EXERCISE REQUIREMENTS:
Continue the court opinion on the icy-sidewalk fall from the point where it stops.

PASSAGE SHOWN:
Joseph Brown, owner of the building, testified that he had never had a problem with moisture or snow dripping from the building.  Lois Pieper, owner of the bookstore, testified that there were “snow plow mountains” by the curb that always created some moisture from melting during the day.  She did not recall Firethunder ever telling her that there had been a problem related to the awning.  Weather records indicated that the day appellant fell was clear with no precipitation in the area.

We recognize that circumstantial evidence may create a material fact question about whether an artificial accumulation of ice was created by water dripping from a building abutting a sidewalk.  See Rudd v. Lyceum Dramatic Prods., Inc.,250 Minn. 328, 334, 85 N.W.2d 61, 65 (1957) (conceding, in a slip-and-fall case in which there had been considerable snowfall and thawing conditions on each of two days preceding the accident, circumstantial evidence of water dripping onto the sidewalk from the lower cornice of a building during thawing periods could permit a jury to conclude that the owners of the building had negligently caused some water to accumulate and freeze on the sidewalk).  But in this case, there is no similar evidence of heavy snowfall followed by significant thawing and no evidence that water dripping from the building or awning had previously created an ice hazard.  The deposition testimony, in this case, created only a scintilla of circumstantial evidence that the patch of ice on which appellant fell was caused by water melting off the building or the awning.  This evidence is insufficient to present a question of fact for determination by a jury, which could only speculate, as did the witnesses, about where the water came from.  Because there is insufficient evidence to show that the ice was caused by an artificial condition attributable to the abutting landowner/occupants, we conclude that summary judgment on the issue of their duty to appellant based on an artificial condition was appropriate.

II.        Extraordinary use

The district court held that appellant “fails to demonstrate that [the bookstore] made ‘extraordinary use’ of the sidewalk because she nowhere explains how [the bookstore] made use of the sidewalk which interfered with its normal use as an aid to travel.”  In Graalum, an extraordinary use of the public sidewalk was found because the evidence established that approximately 570 cars crossed the public sidewalk to enter the defendant’s parking ramp, that the sidewalk was often used as a short-term parking space for cars that were waiting to get into the ramp, and that the defendant’s private-duty police officer directed pedestrians onto a different portion of the sidewalk when cars entering the ramp were blocking the public sidewalk.  245 Minn. at 61-63, 71 N.W.2d at 909-10. 

Other examples of conditions that have been found to be extraordinary use include direct interference with the “sidewalk’s normal function as an aid to travel,” such as when the abutting land owner/occupant installs a manhole or “private cellarway” in the sidewalk or creates a “raised approach or passageway” on the sidewalk.  Id. at 61, 71 N.W.2d at 909 (citations omitted).  Here, there was testimony that (1) the front entrance to the bookstore that faces the abutting public sidewalk is the only entrance that customers use; (2) the customers use the sidewalk on which appellant fell to approach the bookstore entrance; and (3) the bookstore has five to 50 customers per day.  But there was no evidence presented that the bookstore customers’ use of the sidewalk was of such a volume or degree that it created an “extraordinary use” impeding the normal flow of pedestrian traffic on the sidewalk.  And there was no evidence that the bookstore made any other use of the public sidewalk.

SUPPLIED MATERIAL:
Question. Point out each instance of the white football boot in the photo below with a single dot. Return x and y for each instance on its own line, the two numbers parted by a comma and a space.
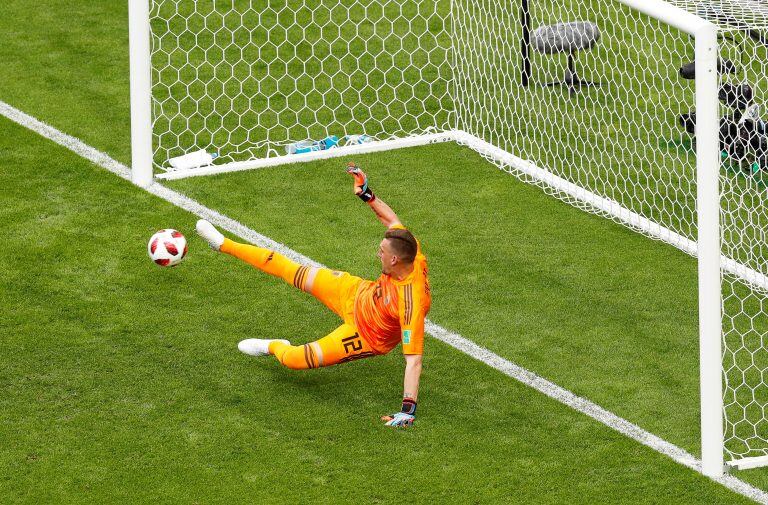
210, 234
257, 346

OUTPUT FOR THIS TASK:
Appellant refers to the “ingress and egress” that was used in a “monopolistic” manner by the bookstore customers.  She appears to be referring to a covered vestibule area that is adjacent to the public sidewalk, but this is not the location appellant identified as where she slipped and fell.  Even if this vestibule area is used solely by bookstore patrons and employees, there is no evidence that regular use of the public sidewalk as a thoroughfare was prevented or unduly interfered with by virtue of the existence of this area.  Based on the record, we conclude that the district court correctly held that appellant did not establish an extraordinary use of the public sidewalk that would give rise to a duty to maintain the sidewalk.

III.       Duty to a business invitee or patron to maintain the public sidewalks


Appellant relies on cases reciting the rule that landowners have a duty to maintain safe access to buildings on their property.  Strong v. Richfield State Agency, Inc., 460 N.W.2d 106, 108 (Minn. App. 1990); McIlrath, 399 N.W.2d at 174 (stating the “proposition that a landowner’s exercise of ‘reasonable care’ includes the duty to provide and maintain suitable access to and from buildings on the land”); Kantorowicz v. VFW Post, No. 230, 349 N.W.2d 597, 599 (Minn. App. 1984); see also Niemann v. Nw. Coll., 389 N.W.2d 260, 261-62 (Minn. App. 1986), review denied (Minn. Aug. 27, 1986) (stating that “[i]t is elementary that an owner and possessor of land is under an affirmative duty to exercise reasonable care in maintaining his property in a reasonably safe condition for visitors on the premises”).  But these cases involved situations in which the ingress/egress or “access” routes at issue were located on privately owned land, not on a public sidewalk.  McIlrath,399 N.W.2d at 173 (plaintiff was walking on a private college campus); Kantorowicz, 349 N.W.2d at 598-99 (plaintiff was climbing an embankment in a private parking lot where there was nopublic sidewalk).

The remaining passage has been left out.